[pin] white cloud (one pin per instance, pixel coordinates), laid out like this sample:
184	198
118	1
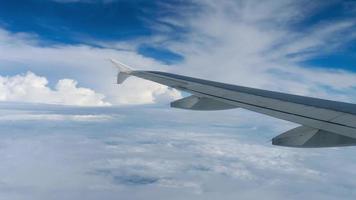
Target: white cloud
154	153
255	43
32	88
88	65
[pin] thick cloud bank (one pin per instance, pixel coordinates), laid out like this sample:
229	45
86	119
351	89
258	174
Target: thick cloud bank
149	153
32	88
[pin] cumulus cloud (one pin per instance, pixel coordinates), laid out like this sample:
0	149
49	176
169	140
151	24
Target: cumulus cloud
154	153
32	88
88	65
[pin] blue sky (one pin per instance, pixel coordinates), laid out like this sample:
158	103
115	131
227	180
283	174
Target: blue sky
80	22
68	131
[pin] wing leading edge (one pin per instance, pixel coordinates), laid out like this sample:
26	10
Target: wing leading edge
324	123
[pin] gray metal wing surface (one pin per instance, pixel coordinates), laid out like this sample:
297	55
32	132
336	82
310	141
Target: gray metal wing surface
324	123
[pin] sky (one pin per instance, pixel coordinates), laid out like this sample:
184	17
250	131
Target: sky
68	131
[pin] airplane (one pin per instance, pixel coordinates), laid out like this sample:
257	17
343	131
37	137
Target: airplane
323	123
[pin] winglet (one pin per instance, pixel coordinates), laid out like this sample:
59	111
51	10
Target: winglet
121	66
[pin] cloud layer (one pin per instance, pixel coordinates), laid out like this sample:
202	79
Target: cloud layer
32	88
153	153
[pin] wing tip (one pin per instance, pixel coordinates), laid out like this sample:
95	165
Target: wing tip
121	66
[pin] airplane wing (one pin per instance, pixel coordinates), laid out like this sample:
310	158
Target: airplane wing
324	123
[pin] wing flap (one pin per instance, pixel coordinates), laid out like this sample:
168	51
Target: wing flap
200	103
307	137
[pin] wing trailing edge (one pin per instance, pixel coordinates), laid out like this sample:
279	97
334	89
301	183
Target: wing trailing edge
200	103
325	123
307	137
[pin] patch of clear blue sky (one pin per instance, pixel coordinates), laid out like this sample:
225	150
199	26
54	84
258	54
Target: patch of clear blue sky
82	22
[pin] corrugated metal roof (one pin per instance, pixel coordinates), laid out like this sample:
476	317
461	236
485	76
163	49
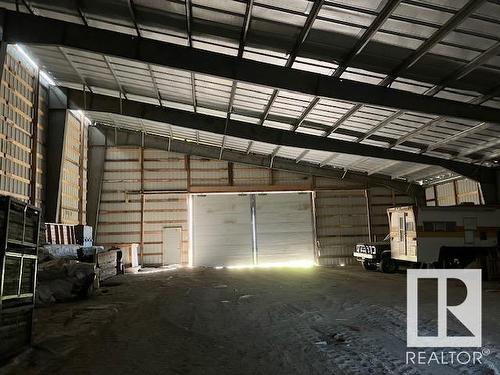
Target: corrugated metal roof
274	28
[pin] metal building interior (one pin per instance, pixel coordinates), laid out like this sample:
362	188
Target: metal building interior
235	153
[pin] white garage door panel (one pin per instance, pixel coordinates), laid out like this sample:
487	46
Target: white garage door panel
222	230
284	228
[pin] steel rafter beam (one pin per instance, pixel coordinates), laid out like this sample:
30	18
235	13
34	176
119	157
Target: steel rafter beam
361	43
301	156
304	33
122	137
189	32
414	57
455	76
133	16
434	39
239	129
484	146
241	50
24	28
81	13
73	66
382	167
476	101
328	159
356	50
463	133
115	77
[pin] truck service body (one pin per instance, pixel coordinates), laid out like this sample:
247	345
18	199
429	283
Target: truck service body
444	237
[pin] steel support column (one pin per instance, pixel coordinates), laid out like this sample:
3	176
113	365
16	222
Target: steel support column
56	133
95	170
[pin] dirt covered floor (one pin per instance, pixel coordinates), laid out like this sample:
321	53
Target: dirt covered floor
262	321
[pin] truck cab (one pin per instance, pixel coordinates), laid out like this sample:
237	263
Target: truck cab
374	255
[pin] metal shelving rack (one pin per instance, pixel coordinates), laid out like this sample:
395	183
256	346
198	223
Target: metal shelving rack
19	237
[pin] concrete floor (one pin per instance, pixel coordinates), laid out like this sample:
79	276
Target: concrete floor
206	321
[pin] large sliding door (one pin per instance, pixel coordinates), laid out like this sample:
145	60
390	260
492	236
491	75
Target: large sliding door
284	225
222	230
253	229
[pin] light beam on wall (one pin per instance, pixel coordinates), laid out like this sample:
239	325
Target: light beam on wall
30	61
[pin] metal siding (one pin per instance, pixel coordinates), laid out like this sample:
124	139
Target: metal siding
445	194
16	128
222	229
73	185
467	191
246	175
341	222
164	210
284	228
206	172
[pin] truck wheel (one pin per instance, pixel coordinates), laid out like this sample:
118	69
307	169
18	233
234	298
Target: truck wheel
369	266
388	265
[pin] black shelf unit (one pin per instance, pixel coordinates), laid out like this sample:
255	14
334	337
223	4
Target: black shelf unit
19	238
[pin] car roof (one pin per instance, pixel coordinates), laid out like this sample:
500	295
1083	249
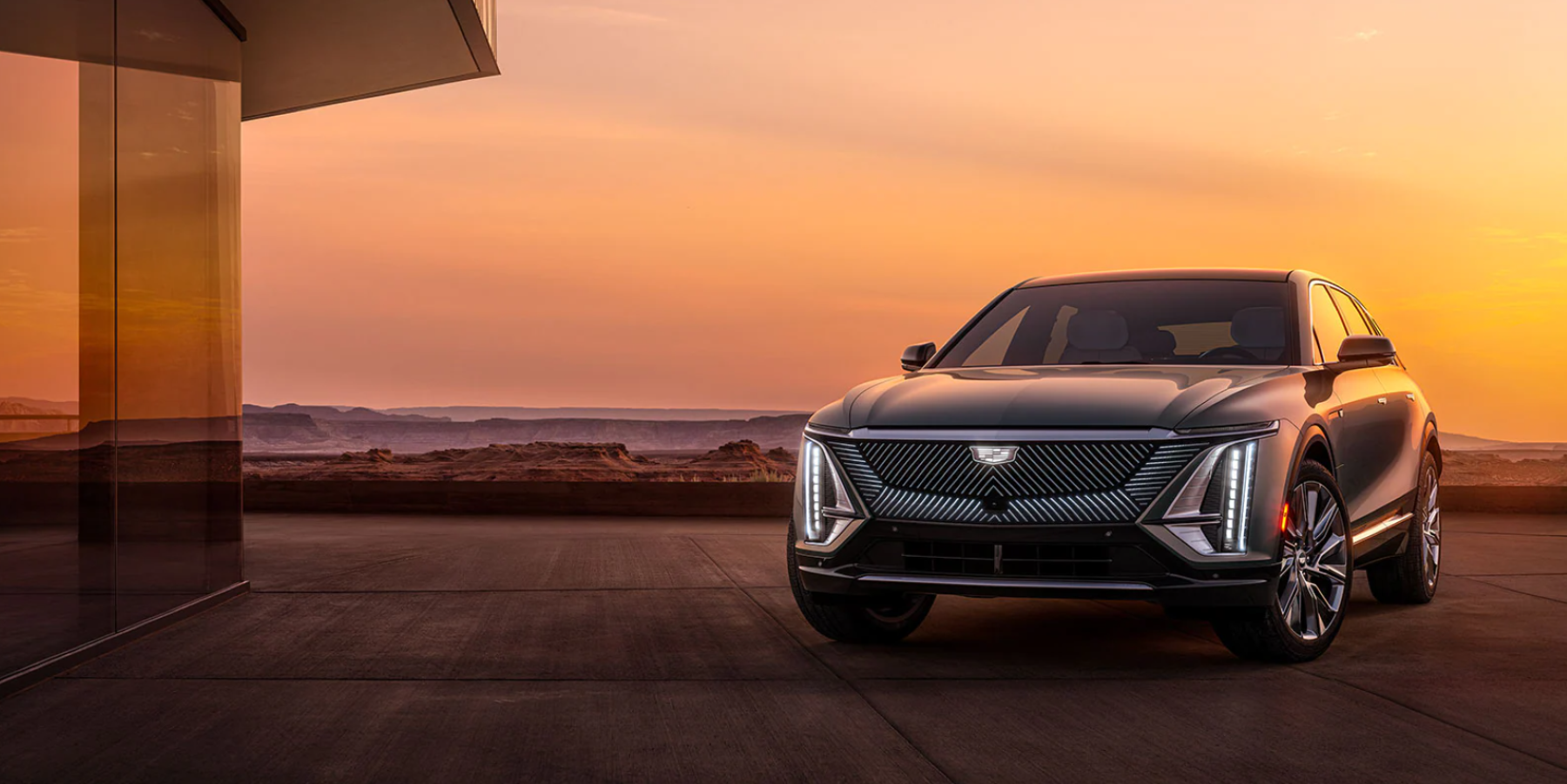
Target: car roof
1161	274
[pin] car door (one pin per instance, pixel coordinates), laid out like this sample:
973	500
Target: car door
1353	426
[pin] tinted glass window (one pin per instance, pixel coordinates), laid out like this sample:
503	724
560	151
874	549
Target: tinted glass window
1329	327
1133	323
1349	312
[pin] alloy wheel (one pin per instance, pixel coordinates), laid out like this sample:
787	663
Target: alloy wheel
1431	529
1315	568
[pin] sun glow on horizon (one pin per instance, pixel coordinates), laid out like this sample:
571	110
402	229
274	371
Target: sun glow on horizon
757	205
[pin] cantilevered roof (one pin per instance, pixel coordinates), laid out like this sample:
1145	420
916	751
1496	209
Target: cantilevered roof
303	54
295	54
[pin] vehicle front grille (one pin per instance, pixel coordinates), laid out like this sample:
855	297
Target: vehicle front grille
1046	482
1006	560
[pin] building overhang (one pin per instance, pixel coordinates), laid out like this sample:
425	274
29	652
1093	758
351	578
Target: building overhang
306	54
295	54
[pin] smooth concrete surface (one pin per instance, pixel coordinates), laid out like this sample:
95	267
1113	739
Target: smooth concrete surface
419	648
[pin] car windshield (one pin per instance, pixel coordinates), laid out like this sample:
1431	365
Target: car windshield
1133	323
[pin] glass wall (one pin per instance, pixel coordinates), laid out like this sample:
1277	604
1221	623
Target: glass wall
119	365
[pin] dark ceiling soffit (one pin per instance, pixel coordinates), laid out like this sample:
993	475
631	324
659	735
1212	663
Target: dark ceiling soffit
227	17
485	63
405	88
480	47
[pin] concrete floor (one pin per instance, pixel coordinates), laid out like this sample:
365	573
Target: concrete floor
393	648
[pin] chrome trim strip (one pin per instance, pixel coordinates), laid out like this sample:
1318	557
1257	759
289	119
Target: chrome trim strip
1034	434
1000	582
1376	527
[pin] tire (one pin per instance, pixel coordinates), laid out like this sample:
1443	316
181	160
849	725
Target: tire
1315	576
853	619
1412	576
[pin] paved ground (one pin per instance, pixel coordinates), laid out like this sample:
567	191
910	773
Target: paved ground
381	648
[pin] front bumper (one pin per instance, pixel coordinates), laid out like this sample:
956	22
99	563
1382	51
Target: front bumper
1099	560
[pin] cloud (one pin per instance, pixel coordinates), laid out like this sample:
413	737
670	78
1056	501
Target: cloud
1519	238
589	15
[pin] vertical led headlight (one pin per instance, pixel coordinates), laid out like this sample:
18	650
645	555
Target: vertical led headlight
1212	509
824	495
1240	466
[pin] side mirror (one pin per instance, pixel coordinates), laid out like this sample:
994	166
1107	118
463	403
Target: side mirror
914	357
1369	349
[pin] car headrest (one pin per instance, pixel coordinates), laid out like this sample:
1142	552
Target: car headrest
1155	343
1097	331
1257	327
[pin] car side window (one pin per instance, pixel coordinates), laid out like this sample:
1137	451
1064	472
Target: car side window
1328	325
1353	318
1365	313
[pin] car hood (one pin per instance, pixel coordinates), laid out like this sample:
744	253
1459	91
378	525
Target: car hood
1049	396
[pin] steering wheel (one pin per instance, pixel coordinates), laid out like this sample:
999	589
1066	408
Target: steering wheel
1227	352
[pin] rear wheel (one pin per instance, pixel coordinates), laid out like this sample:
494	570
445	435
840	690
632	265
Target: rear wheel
1412	576
1314	580
857	619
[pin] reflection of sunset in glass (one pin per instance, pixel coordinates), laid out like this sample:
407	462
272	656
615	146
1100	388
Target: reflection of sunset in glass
693	204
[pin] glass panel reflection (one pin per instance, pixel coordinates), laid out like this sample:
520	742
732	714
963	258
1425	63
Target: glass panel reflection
178	294
57	525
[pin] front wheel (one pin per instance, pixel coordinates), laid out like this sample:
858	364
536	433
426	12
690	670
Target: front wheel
1314	580
853	619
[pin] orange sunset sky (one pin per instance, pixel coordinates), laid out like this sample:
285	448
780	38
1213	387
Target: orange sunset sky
759	204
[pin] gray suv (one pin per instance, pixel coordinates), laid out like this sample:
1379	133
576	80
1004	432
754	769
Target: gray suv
1229	443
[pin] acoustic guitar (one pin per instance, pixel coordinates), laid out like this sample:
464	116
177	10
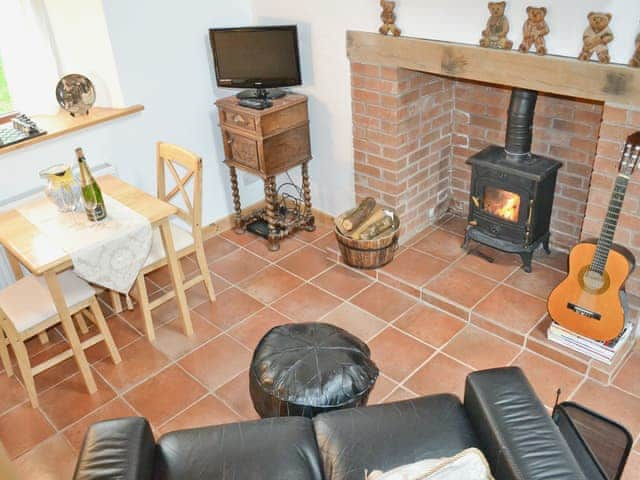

#### [TASK TO COMPLETE]
Which lines in the items above contain the word "covered"? Copy each of those lines in full.

#### [ANSWER TO THE EXERCISE]
[pin] dirt covered floor (one pin per instance, pixel coordinates), laid out like this sample:
Target: dirt covered floor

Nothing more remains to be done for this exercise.